--- Selected passage ---
Because he felt fine, Pahulu and his parents sought second opinions on the severity of his condition and on the prohibition against participating in intercollegiate football. The plaintiff saw three specialists, whose consensus was that the plaintiff could participate in intercollegiate football with no more risk of permanent paralysis than any other player.

Pahulu shared this information with the team physician. The plaintiff also offered to release and indemnify the defendants from *1389 liability should he be injured. The team physician and consulting neurosurgeon, although acknowledging their decision was conservative, remained firm in barring the plaintiff from further intercollegiate football competition based upon their belief the plaintiff was at great risk for severe injury. The defendants adhered to this decision.

Alleging a violation of Section 504 of the Rehabilitation Act of 1973, 1 Pahulu filed suit against KU; Robert Hemenway, Chancellor; Robert Frederick, Athletic Director; and the Kansas University Athletic Corporation. The defendants filed motions to dismiss, which the court denied orally on August 18, 1995. Subsequent to the filing of the dismissal motions, the plaintiff filed a motion for preliminary injunction, which is the subject of this memorandum and order.

Discussion

In order to obtain preliminary injunctive relief, the moving party must establish:
(1) the movant will suffer irreparable injury unless the injunction issues;
(2) the threatened injury to the movant outweighs whatever damage the proposed injunction may cause the opposing party;
(3) that the injunction, if issued, would not be adverse to the public interest; and
(4) substantial likelihood that the mov-ant will succeed on the merits.
We have adopted a modified likelihood of success requirement in the Tenth Circuit. If the movant has satisfied the first three requirements for a preliminary injunction, the movant may establish likelihood of success by showing questions going to the merits so serious, substantial, difficult and doubtful, as to make the issues ripe for litigation and deserving of more deliberate investigation.

Walmer v. United States Dep’t of Defense, 52 F.3d 851, 854 (10th Cir.1995) (citations omitted).
--- Stored records ---
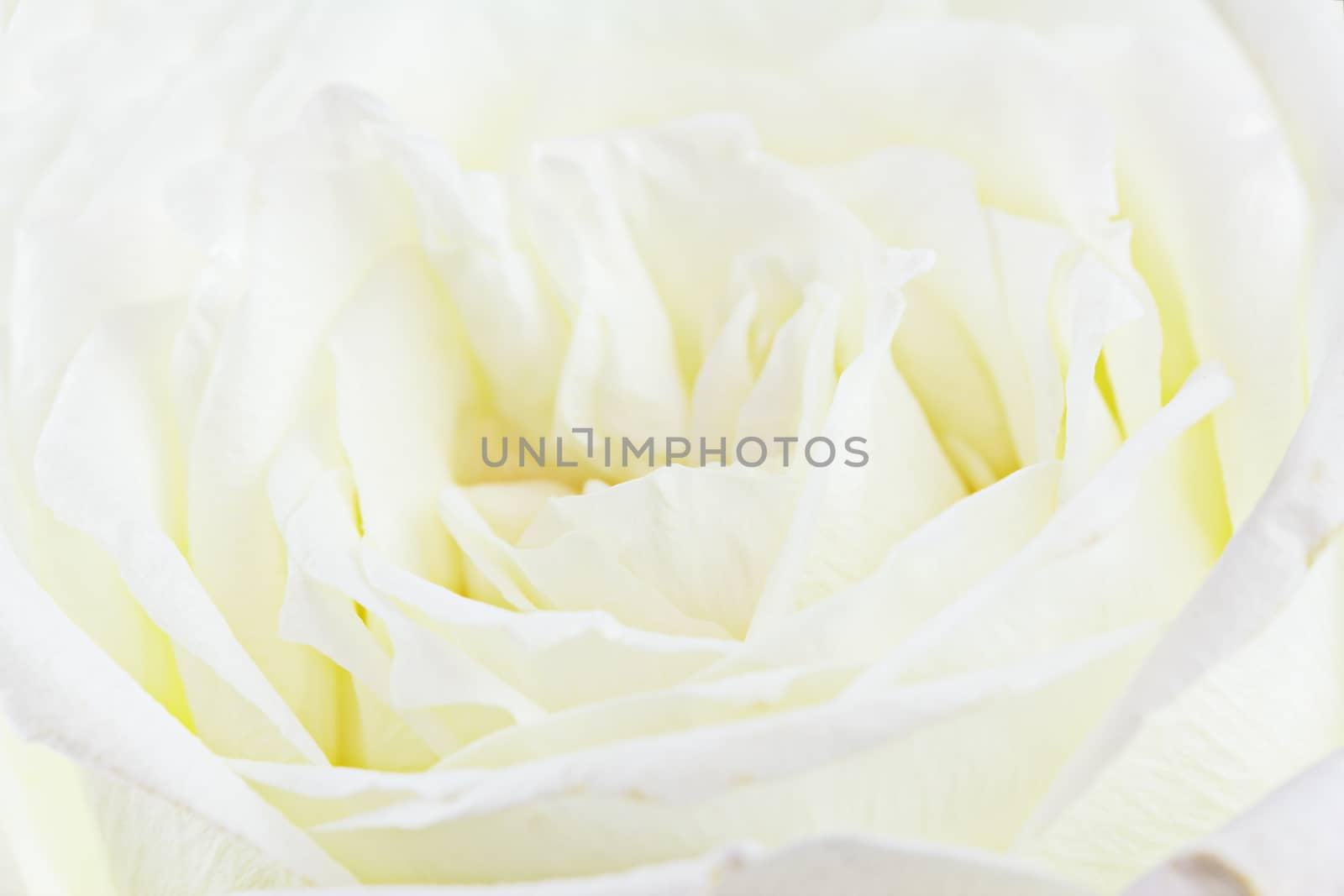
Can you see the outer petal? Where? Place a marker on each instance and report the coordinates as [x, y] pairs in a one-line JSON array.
[[848, 866], [1288, 844], [150, 757]]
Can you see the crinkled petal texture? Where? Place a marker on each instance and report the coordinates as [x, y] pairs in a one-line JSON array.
[[920, 432]]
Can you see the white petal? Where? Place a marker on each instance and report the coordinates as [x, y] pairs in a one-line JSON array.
[[138, 741]]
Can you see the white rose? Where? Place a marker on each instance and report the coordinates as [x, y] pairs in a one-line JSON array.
[[276, 275]]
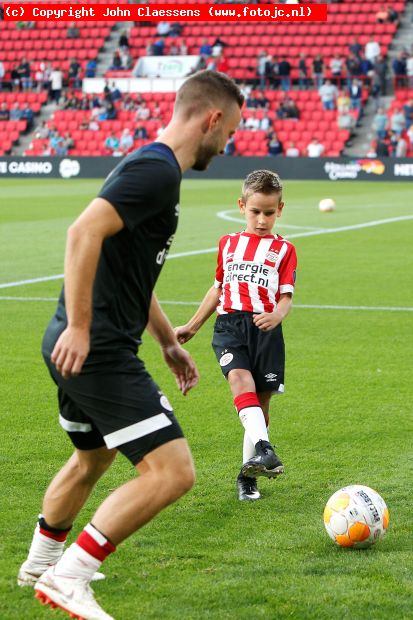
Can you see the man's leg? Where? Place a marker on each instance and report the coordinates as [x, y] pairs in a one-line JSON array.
[[64, 498], [166, 474]]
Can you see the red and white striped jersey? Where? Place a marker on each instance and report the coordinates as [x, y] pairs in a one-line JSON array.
[[253, 271]]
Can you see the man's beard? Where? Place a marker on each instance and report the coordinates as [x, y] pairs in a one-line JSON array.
[[204, 155]]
---
Short exercise :: Decide whether each statement agrees with the court excerpt, answering yes or no and quoting the words that settle it: (a) Pahulu consulted three specialists; (b) the court granted the defendants' motions to dismiss; (c) the team physician and consulting neurosurgeon acknowledged that their decision was conservative.

Task result ::
(a) Yes: "The plaintiff saw three specialists"
(b) No: "which the court denied orally on August 18, 1995"
(c) Yes: "although acknowledging their decision was conservative"